*Instructions for the task*
The response must contain every record, repeated exactly.

*Available data*

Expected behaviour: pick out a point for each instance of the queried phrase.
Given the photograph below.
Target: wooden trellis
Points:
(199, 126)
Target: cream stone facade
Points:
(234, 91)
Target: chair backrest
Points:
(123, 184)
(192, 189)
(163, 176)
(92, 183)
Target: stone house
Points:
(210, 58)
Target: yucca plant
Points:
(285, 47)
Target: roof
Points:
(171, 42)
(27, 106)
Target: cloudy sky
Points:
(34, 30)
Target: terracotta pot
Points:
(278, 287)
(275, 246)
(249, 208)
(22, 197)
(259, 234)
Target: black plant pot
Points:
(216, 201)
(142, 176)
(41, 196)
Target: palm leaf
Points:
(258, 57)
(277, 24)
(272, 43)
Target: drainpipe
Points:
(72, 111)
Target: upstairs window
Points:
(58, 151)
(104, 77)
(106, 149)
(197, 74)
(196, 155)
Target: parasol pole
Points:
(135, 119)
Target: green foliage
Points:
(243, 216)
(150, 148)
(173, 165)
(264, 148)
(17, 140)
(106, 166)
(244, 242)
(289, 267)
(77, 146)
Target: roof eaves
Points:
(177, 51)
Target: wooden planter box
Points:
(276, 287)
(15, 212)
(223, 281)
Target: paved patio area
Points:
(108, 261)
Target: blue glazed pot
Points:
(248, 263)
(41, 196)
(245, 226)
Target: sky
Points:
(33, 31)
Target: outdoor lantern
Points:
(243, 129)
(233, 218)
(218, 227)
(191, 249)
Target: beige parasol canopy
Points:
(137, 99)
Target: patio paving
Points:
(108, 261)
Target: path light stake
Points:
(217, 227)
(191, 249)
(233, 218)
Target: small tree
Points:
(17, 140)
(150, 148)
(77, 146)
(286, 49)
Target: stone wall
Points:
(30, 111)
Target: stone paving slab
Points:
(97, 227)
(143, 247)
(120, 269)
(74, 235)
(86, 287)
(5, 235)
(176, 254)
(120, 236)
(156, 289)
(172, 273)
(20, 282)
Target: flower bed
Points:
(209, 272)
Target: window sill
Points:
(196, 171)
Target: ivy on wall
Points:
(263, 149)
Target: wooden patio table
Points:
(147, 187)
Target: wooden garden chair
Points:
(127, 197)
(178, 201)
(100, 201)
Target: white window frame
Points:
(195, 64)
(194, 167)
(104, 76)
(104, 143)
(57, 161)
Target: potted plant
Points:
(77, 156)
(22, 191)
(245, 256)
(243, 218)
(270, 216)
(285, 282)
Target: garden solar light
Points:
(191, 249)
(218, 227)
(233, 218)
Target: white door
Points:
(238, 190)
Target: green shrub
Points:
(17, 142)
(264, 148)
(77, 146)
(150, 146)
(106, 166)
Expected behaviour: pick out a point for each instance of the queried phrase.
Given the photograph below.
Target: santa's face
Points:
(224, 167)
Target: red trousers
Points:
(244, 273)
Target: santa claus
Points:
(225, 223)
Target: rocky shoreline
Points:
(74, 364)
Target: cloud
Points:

*Result of the task*
Expected behaviour: pick out a point for each instance of the queried phrase.
Given the photograph below.
Target: wooden trellis
Points:
(199, 126)
Target: cream stone facade
Points:
(234, 91)
Target: chair backrest
Points:
(123, 184)
(192, 189)
(163, 176)
(92, 183)
Target: stone house
Points:
(210, 58)
Target: yucca plant
Points:
(285, 47)
Target: roof
Points:
(171, 42)
(27, 106)
Target: cloudy sky
Points:
(34, 30)
Target: terracotta pot
Points:
(278, 287)
(275, 246)
(249, 208)
(22, 197)
(259, 234)
Target: black plant pot
Points:
(216, 201)
(142, 176)
(41, 196)
Target: palm leaf
Points:
(258, 57)
(277, 24)
(272, 43)
Target: drainpipe
Points:
(72, 111)
Target: upstairs window
Points:
(58, 151)
(104, 77)
(106, 149)
(197, 74)
(196, 155)
Target: parasol pole
Points:
(135, 119)
Target: green foliage
Points:
(243, 216)
(150, 148)
(173, 165)
(264, 148)
(17, 140)
(106, 166)
(244, 242)
(289, 267)
(77, 146)
Target: roof eaves
Points:
(177, 51)
Target: wooden planter box
Points:
(276, 287)
(15, 212)
(223, 281)
Target: paved patio area
Points:
(108, 261)
Target: blue glazed pot
Points:
(248, 263)
(41, 196)
(245, 226)
Target: sky
Points:
(33, 31)
Target: outdoor lantern
Points:
(243, 129)
(233, 218)
(218, 227)
(191, 249)
Target: beige parasol canopy
Points:
(137, 99)
Target: patio paving
Points:
(108, 261)
Target: path light stake
Points:
(217, 227)
(191, 249)
(233, 218)
Target: small tree
Points:
(17, 140)
(150, 148)
(77, 146)
(286, 49)
Target: stone wall
Points:
(30, 111)
Target: stone paving slab
Points:
(97, 227)
(143, 247)
(120, 269)
(74, 235)
(86, 287)
(5, 235)
(176, 254)
(120, 236)
(156, 289)
(172, 273)
(20, 282)
Target: flower bed
Points:
(209, 272)
Target: window sill
Points:
(196, 171)
Target: ivy on wall
Points:
(263, 149)
Target: wooden patio table
Points:
(147, 187)
Target: wooden garden chair
Points:
(127, 197)
(178, 201)
(100, 201)
Target: white window frame
Points:
(195, 64)
(194, 167)
(104, 76)
(104, 143)
(57, 161)
Target: potted plant
Points:
(77, 156)
(22, 191)
(245, 256)
(243, 218)
(270, 216)
(285, 282)
Target: garden solar light
Points:
(191, 249)
(218, 227)
(233, 218)
Target: white door
Points:
(238, 190)
Target: green shrub
Points:
(17, 142)
(264, 148)
(77, 146)
(150, 146)
(106, 166)
Expected behaviour: pick out a point for each instance of the queried phrase.
Given the photograph below.
Target: santa's face
Points:
(224, 167)
Target: red trousers
Points:
(244, 273)
Target: santa claus
Points:
(225, 223)
Target: rocky shoreline
Points:
(74, 364)
Target: cloud
Points:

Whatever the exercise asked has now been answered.